Should I remove big icicles and ice dams from my roof?

Do not climb up on your roof and hack or chip away at ice. This is very dangerous. And there’s substantial risk of roof damage.

Generally, you do not want to hack away at ice unless there is the risk of injury from falling ice. Trying to remove ice often damages your roof and other parts of your home.

Is there anything I can do about an ice dam on the roof right now?

In the short-term, you can buy a special “melt sock” or fill a nylon stocking with calcium chloride. Place this over the ice dam, running it up the roof right where ice is forming. This can create a channel allowing melt water to run off rather than back up into your house.

Does raking off the snow help?

Yes. If you don’t have snow on your roof, it can’t melt and form ice. This should generally be considered a short-term fix and shouldn’t replace addressing heat loss. In some heavy snow conditions, the snow acts as an effective insulator on top of your roof, and can warm the roof deck and increase snow melting.

**EXERCISE REQUIREMENTS:**
a – Answer these questions about the ice dam text:
(i) What does the text say not to climb onto your roof to do?
(ii) What can be put into a nylon stocking to place over an ice dam?
(iii) If there is no snow on the roof, what can it not do?
b – Give the part of the ice dam text again, beginning at the words "In the short-term, you" and stopping after "the snow help?", with "calcium chloride" swapped out for "rock salt".

**RECORD EXCERPTS:**
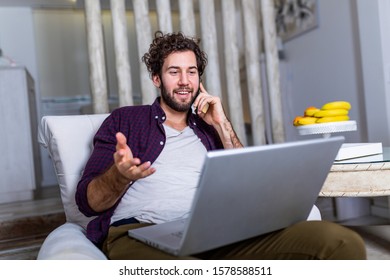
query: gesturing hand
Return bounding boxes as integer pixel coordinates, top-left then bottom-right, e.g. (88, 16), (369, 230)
(114, 132), (156, 181)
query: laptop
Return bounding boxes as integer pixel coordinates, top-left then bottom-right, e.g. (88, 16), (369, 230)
(128, 136), (344, 256)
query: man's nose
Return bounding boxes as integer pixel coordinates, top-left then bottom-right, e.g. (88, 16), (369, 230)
(179, 73), (188, 85)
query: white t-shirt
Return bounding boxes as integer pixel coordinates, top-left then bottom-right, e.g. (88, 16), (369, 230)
(111, 125), (207, 224)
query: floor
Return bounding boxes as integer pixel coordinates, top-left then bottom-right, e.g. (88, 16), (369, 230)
(0, 188), (390, 260)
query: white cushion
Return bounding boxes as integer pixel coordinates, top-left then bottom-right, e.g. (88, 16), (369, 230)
(37, 223), (107, 260)
(39, 114), (108, 228)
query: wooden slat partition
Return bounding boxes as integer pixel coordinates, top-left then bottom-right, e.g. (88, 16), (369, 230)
(85, 0), (108, 114)
(133, 0), (157, 104)
(221, 0), (247, 145)
(241, 0), (266, 145)
(110, 0), (134, 107)
(199, 0), (222, 98)
(261, 0), (285, 143)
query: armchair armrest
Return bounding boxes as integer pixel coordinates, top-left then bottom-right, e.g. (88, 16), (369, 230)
(37, 223), (107, 260)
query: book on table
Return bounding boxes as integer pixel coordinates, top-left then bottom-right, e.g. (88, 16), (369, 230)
(335, 143), (383, 161)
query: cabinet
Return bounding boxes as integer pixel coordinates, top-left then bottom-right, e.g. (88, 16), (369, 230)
(0, 66), (41, 203)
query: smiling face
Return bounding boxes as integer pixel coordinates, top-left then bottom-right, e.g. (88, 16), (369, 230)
(153, 51), (199, 112)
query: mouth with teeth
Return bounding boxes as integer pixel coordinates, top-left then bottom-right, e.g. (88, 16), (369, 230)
(174, 89), (193, 101)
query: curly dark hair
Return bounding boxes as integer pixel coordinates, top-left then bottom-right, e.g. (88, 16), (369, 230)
(142, 31), (207, 77)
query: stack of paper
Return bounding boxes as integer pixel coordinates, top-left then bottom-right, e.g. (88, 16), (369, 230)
(335, 143), (383, 160)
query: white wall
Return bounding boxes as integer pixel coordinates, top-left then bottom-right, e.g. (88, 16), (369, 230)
(281, 0), (365, 142)
(0, 7), (40, 112)
(357, 0), (390, 146)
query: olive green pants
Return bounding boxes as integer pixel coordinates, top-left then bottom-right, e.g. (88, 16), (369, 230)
(102, 221), (366, 260)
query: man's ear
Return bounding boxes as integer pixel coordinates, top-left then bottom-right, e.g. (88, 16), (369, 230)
(152, 75), (161, 88)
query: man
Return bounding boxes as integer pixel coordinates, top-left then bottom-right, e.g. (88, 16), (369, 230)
(76, 32), (366, 259)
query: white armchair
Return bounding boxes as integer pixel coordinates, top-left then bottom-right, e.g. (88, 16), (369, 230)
(38, 114), (321, 260)
(38, 114), (108, 260)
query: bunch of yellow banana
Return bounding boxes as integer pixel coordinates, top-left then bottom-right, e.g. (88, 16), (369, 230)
(293, 101), (351, 126)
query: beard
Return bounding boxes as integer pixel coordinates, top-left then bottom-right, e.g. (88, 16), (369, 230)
(160, 80), (196, 112)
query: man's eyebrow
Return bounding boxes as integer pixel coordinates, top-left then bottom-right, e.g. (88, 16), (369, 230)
(167, 65), (198, 70)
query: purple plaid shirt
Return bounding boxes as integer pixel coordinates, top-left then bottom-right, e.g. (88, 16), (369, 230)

**LIST OF SOLUTIONS:**
a –
(i) Hack or chip away at ice.
(ii) Calcium chloride.
(iii) Melt and form ice.

b –
In the short-term, you can buy a special “melt sock” or fill a nylon stocking with rock salt. Place this over the ice dam, running it up the roof right where ice is forming. This can create a channel allowing melt water to run off rather than back up into your house.

Does raking off the snow help?